- [Selected text]:

....

# Dunny foaling thread



## SunnyDraco (Dec 8, 2011)

Welcome to the forum


----------



## KyMoMoF3CuTiEs (Feb 5, 2013)

Welcome! You have beautiful mares!
_Posted via Mobile Device_


----------



## MyLittlePonies (Mar 15, 2011)

Welcome! Your mares are pretty.
_Posted via Mobile Device_


----------



## krazygirl1 (Apr 2, 2013)

Thank you for the nice comments. Dunny is about ready to pop. She is at day 346. She foaled at 352 last time she foaled.


----------



## BrieannaKelly (May 31, 2012)

Another gorgeous pair!! All the best with your mares and their foalings!! ;-)


----------



## Merlot (Sep 12, 2012)

Welcome to the forum, LOVE the stallion and as everyone here knows, I can never pass up on a chestnut ;-)
Good luck with the foaling!


----------



## krazygirl1 (Apr 2, 2013)

Thank you. She is actually red dun. The baby should be dun with chrome I am hoping. But a healthy baby most of all. Its raining today so hopefully she will wait at least a day.


----------



## EliRose (Aug 12, 2012)

Oh gosh she is beautiful! Stal- subbing!


----------



## wetrain17 (May 25, 2011)

subbing


----------



## krazygirl1 (Apr 2, 2013)

Thank you. Still no baby yet. We are at day 348. Should be born this weekend if she sticks to the same as last time.


----------



## texasgal (Jul 25, 2008)

She looks plenty ready. I like to see the teats turned a little more outward, but that can happen overnight...

Blessings...


----------



## krazygirl1 (Apr 2, 2013)

These are from today. She kept yanking her tail from me when I tried to take pics.


----------



## cowgirl4753 (Aug 3, 2012)

I can't see any pics! Only little blue boxes with question marks in them!
_Posted via Mobile Device_


----------



## texasgal (Jul 25, 2008)

I see pics ... she doesn't have a lick of a back end does she?? lol R.E.L.A.X.E.D.


----------



## krazygirl1 (Apr 2, 2013)

Yeah her back end can't get any more relaxed. I still don't think she is quite ready though. The baby was just a kicking this morning. She usually doesn't care what I do to her but she def acted ****y this morning. Swishing her tail at me and moving her back feet. 
My other mare has started bagging. I am more worried about her because she foaled a month early last time. She still has over a month to go. She is just barely starting to bag though.


----------



## FrostedLilly (Nov 4, 2012)

OO subbing! Hope everything goes well!


----------



## Tryst (Feb 8, 2012)

Can't wait to see the baby. Stallion looks buckskin, not dun, to me. Allbreed also says buckskin. Is he a dunskin?


----------



## krazygirl1 (Apr 2, 2013)

Gorgeous AQHA Dun stallion standing at stud for 2013. Registered name Blue Chip Breeze AQHA # 5028945. This is his winter coat. He has one foal ... a dun filly. Great conformation and disposition. Dusty is a true dun and is even more gorgeous in person.

They insist he is dun. My daughter wanted a buckskin filly and they told her it would probably be dun. I'm to the point the baby can be purple for all I care. Just come out already.


----------



## texasgal (Jul 25, 2008)

....

(Records from a collection)

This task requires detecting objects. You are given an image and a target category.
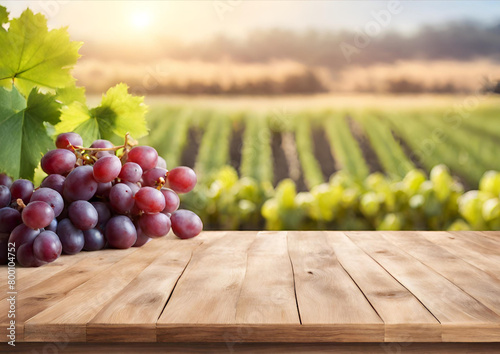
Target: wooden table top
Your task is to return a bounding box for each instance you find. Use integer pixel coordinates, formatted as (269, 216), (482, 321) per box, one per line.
(0, 231), (500, 343)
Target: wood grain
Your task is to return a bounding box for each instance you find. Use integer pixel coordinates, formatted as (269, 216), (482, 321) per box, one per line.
(236, 232), (300, 324)
(0, 249), (136, 341)
(157, 232), (256, 327)
(86, 234), (209, 342)
(0, 231), (500, 344)
(24, 239), (177, 342)
(419, 232), (500, 279)
(382, 232), (500, 316)
(326, 232), (441, 342)
(288, 232), (384, 342)
(15, 342), (500, 354)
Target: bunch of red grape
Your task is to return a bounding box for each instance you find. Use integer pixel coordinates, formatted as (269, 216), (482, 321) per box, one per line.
(0, 133), (203, 267)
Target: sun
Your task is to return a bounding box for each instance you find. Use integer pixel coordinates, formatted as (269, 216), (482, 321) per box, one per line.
(131, 12), (152, 30)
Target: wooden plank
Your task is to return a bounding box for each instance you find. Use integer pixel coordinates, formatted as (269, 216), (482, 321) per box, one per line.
(0, 248), (136, 301)
(87, 233), (216, 342)
(419, 231), (500, 279)
(236, 232), (300, 324)
(382, 232), (500, 316)
(0, 245), (136, 341)
(288, 232), (384, 342)
(475, 231), (500, 242)
(24, 236), (184, 342)
(346, 232), (500, 342)
(326, 231), (441, 342)
(15, 341), (500, 354)
(157, 232), (256, 334)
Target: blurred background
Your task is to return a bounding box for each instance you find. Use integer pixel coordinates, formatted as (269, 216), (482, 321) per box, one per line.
(6, 0), (500, 230)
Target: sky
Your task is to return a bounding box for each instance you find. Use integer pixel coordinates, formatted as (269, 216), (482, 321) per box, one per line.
(0, 0), (500, 41)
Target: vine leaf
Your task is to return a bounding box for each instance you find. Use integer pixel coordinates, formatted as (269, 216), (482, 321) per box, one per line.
(0, 9), (82, 96)
(0, 87), (60, 179)
(0, 6), (9, 32)
(56, 84), (148, 146)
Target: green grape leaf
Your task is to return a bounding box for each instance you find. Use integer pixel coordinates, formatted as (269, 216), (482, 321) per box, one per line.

....

- [Problem set]:
1. Please print the passage of the Dunny foaling thread from "My other mare" to "to bag though.", with no changes.
2. Write what comes next in the Dunny foaling thread, picking up from its final line.

- [Expected outputs]:
1.
My other mare has started bagging. I am more worried about her because she foaled a month early last time. She still has over a month to go. She is just barely starting to bag though.

2.
I think he's buckskin .. his sire is buckskin. He probably has a dorsal stripe, so they call him dun. Who knows? He may be dun too .. I just don't see it.


----------



## krazygirl1 (Apr 2, 2013)

I'm not much into figuring out colors. I think he is buckskin too but the baby is going to tell. I could probably research his history and get an idea. Now for pebbles I would love a buckskin but the last time she had a bay filly. I would be happy with the same. Even sorrel. I am one of those odd people that love sorrel. But most of all I just want these babies healthy. It was pretty rough losing the last one.


----------



## texasgal (Jul 25, 2008)

Well, baby could be dun because of mom .. and no guarantee on a dilute .. so it's a crap shoot! At least you have options .. could be so many things!


----------



## krazygirl1 (Apr 2, 2013)

Yes hopefully I will be finding out here very soon. Its so hard to be patient and wait.


----------



## krazygirl1 (Apr 2, 2013)

She is really tight tonight. Her girly parts I mean. Is that common? And she yanked her tail from me and swung her butt away. Usually I can do anything with her but she wont let me touch her butt. Her nipples are more pointed toward the ground tonight too. But she was all about her food. I still don't think she is ready though. I guess the baby will come when the baby comes.


----------



## cowgirl4753 (Aug 3, 2012)

Yup the joys if mares, its when you least expect it that she will have it!!
_Posted via Mobile Device_


----------



## krazygirl1 (Apr 2, 2013)

She had an abcess and she is wearing a shoe because her hoof split. If she kicks me its going to hurt. She kicks with both feet out. She hasn't ever threatened to kick me before except the last few days. I threatened her with all kinds of bodily harm if she did but pretty sure she rolled her eyes. Also told her if she didn't share the baby here pretty soon I was hiding the feed. Pretty sure she muttered just shut up and feed me already. Seriously though poor girl looks like she wants that baby out more than anybody.


----------



## LouieThePalomino (Dec 15, 2012)

Subbing
_Posted via Mobile Device_


----------



## anniegirl (Oct 7, 2012)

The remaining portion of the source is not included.